(Beginning of SUPPLIED MATERIAL)

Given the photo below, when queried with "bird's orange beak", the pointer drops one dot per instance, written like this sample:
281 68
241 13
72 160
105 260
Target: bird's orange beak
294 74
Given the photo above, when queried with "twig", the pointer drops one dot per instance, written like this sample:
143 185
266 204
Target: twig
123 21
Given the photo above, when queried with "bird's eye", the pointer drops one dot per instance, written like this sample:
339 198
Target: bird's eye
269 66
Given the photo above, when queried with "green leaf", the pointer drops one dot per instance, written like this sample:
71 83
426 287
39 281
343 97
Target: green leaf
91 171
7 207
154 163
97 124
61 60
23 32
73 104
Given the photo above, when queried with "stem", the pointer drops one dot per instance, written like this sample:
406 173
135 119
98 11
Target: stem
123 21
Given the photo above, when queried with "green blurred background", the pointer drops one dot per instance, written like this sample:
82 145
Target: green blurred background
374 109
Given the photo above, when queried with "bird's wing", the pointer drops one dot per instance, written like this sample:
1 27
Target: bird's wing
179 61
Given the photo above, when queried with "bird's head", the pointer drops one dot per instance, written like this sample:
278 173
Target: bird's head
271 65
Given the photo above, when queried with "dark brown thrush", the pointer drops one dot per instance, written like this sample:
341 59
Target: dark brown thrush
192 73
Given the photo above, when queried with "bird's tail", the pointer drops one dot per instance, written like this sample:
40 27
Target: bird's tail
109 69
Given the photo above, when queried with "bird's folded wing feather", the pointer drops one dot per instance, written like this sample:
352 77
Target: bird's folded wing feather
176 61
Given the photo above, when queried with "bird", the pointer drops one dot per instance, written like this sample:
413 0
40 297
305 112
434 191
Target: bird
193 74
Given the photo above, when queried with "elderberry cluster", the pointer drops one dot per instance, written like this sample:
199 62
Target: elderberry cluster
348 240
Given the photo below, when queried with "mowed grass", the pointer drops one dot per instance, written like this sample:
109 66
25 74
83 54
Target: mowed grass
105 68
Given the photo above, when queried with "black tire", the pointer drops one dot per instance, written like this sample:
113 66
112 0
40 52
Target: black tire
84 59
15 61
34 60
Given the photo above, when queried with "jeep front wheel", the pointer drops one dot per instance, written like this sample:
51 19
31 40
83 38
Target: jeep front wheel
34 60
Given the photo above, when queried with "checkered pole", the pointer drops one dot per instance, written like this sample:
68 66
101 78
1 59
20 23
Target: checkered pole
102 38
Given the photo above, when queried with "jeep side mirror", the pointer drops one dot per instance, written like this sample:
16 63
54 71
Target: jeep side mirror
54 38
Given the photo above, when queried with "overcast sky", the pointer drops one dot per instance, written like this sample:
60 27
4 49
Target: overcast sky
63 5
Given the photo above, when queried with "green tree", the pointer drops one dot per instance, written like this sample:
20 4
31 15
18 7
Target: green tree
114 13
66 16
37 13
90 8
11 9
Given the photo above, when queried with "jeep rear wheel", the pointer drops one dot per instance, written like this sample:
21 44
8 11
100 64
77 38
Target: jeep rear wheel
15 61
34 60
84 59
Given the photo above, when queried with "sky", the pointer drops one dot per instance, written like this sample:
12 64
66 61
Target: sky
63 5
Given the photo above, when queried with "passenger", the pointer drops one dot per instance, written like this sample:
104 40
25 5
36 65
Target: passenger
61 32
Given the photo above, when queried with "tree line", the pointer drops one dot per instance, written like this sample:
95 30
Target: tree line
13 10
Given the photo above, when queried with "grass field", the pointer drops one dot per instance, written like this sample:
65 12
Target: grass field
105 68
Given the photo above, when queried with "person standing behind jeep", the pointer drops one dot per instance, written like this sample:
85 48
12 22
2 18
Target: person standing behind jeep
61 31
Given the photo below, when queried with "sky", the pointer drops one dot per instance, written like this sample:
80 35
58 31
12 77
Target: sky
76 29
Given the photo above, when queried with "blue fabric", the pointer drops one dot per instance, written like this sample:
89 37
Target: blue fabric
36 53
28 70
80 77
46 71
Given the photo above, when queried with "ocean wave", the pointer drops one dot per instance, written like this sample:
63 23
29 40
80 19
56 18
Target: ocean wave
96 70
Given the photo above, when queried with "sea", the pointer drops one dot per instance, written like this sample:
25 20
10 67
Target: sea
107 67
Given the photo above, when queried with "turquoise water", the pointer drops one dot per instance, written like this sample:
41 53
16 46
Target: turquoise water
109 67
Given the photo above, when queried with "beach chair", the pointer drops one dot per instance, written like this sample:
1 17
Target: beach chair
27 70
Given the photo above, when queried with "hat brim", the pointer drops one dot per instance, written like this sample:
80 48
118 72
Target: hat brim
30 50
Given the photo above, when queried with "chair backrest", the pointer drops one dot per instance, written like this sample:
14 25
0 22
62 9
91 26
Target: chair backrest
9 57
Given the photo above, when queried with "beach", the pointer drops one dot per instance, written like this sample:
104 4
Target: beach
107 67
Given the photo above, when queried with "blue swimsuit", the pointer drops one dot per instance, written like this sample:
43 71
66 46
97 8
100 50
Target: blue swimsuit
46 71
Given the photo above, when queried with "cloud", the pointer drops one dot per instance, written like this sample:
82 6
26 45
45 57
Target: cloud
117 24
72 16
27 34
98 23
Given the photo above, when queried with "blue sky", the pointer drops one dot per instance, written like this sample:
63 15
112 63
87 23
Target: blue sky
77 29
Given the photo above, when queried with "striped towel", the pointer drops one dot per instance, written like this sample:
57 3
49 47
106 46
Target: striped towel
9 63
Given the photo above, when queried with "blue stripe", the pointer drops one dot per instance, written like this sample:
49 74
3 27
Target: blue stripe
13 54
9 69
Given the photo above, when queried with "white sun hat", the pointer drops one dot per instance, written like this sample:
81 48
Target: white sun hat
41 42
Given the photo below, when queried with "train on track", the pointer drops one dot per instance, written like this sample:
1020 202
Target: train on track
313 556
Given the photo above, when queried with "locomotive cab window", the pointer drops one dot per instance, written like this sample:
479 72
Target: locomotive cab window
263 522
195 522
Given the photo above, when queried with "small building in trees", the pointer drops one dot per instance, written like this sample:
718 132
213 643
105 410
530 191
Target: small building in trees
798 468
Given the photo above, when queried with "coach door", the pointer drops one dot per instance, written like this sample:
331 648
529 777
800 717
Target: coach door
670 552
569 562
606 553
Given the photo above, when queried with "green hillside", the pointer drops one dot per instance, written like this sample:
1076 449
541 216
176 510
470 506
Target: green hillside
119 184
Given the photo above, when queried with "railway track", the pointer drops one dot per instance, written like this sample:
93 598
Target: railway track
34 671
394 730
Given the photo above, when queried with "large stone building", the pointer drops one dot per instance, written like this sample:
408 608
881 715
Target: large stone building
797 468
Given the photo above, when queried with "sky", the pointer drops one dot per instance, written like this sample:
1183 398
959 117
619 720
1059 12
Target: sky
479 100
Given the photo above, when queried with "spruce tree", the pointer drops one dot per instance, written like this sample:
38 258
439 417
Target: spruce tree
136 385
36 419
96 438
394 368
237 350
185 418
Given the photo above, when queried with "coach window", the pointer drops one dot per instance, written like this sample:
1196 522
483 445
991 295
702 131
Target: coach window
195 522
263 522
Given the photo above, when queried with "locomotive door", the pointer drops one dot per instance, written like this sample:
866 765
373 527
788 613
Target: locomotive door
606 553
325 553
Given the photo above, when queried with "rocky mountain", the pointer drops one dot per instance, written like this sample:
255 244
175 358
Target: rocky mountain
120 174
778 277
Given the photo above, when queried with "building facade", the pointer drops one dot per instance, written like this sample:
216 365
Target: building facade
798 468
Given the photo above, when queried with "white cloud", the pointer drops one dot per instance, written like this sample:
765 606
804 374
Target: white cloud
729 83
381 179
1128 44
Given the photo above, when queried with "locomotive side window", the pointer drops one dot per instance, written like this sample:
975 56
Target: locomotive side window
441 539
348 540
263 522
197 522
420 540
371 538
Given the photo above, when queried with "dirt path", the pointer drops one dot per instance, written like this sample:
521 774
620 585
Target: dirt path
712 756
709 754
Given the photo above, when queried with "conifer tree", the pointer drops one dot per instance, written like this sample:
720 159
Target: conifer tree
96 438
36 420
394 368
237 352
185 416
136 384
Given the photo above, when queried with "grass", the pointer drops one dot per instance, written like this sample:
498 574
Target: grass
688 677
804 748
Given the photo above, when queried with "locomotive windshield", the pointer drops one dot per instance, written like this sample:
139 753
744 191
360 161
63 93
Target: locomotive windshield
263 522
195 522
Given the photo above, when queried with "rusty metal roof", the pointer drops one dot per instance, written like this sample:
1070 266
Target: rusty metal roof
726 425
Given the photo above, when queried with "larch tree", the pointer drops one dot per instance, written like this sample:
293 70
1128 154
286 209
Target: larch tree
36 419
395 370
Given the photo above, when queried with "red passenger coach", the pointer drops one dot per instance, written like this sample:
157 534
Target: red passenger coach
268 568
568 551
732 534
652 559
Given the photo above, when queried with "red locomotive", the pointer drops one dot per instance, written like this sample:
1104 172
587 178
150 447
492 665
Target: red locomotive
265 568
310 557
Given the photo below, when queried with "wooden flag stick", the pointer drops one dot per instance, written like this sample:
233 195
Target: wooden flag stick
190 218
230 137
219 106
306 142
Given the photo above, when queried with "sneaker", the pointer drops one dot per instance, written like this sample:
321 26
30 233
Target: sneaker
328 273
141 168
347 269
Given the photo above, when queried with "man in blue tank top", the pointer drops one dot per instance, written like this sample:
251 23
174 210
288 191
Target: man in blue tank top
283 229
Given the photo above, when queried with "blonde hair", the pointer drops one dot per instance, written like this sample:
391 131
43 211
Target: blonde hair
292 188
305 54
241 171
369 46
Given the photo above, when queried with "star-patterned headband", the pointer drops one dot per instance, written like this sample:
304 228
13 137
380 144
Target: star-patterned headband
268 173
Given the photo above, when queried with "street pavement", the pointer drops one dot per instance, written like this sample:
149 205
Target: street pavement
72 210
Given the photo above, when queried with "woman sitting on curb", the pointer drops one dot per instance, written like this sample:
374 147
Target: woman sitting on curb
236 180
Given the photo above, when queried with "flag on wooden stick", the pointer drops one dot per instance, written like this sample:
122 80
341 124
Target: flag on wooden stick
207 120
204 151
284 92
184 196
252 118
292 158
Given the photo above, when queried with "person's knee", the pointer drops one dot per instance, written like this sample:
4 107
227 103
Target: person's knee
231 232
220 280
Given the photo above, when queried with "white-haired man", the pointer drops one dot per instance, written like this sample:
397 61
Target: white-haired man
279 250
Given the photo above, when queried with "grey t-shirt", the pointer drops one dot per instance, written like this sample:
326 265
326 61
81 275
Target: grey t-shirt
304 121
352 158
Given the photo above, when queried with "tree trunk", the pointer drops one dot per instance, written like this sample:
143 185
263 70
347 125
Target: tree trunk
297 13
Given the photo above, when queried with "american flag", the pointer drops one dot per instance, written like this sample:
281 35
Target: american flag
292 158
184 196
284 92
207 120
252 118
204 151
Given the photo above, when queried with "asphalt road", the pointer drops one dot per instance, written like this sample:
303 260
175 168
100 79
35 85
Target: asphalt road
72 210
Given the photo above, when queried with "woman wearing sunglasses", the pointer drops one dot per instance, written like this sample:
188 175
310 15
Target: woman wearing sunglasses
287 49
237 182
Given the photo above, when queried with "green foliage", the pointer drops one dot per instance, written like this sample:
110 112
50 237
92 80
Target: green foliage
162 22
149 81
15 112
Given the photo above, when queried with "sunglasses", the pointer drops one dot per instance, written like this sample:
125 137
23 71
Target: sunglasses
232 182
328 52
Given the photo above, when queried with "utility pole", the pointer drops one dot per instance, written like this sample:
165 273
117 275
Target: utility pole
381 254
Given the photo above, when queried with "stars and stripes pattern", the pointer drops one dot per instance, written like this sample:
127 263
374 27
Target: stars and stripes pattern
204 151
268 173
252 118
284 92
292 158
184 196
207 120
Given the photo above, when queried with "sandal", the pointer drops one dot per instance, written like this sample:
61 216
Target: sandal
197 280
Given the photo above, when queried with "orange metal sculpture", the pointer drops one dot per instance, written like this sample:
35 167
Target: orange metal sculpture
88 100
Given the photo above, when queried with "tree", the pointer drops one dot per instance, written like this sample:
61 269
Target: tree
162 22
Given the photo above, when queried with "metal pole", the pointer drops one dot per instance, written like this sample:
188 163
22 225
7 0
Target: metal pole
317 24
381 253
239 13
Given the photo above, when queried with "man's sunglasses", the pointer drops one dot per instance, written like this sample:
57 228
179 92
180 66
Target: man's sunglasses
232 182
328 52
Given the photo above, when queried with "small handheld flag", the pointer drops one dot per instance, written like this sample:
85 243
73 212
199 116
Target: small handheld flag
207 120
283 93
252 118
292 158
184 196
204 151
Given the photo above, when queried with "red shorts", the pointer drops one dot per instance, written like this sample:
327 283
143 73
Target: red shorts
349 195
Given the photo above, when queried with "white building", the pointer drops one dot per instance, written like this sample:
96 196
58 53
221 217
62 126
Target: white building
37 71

(End of SUPPLIED MATERIAL)

▶ **PROMPT**
All lines that contain the word "below" must be copied from the records above.

▶ **SOLUTION TO THE EXERCISE**
Given the photo below, when queried with "bird's orange beak", the pointer drops one dot per instance, written like this sample:
Given the photo below, when queried with "mowed grass", the pointer drops one dot per instance, written like this sample:
Given the photo below, when queried with "sky", the pointer drops one dot per instance, written like this sample:
Given the photo below, when queried with "train on track", the pointer drops one dot per instance, written like this sample:
Given the photo below, when queried with "wooden flag stick", the pointer drops one dot per instance, written like this sample:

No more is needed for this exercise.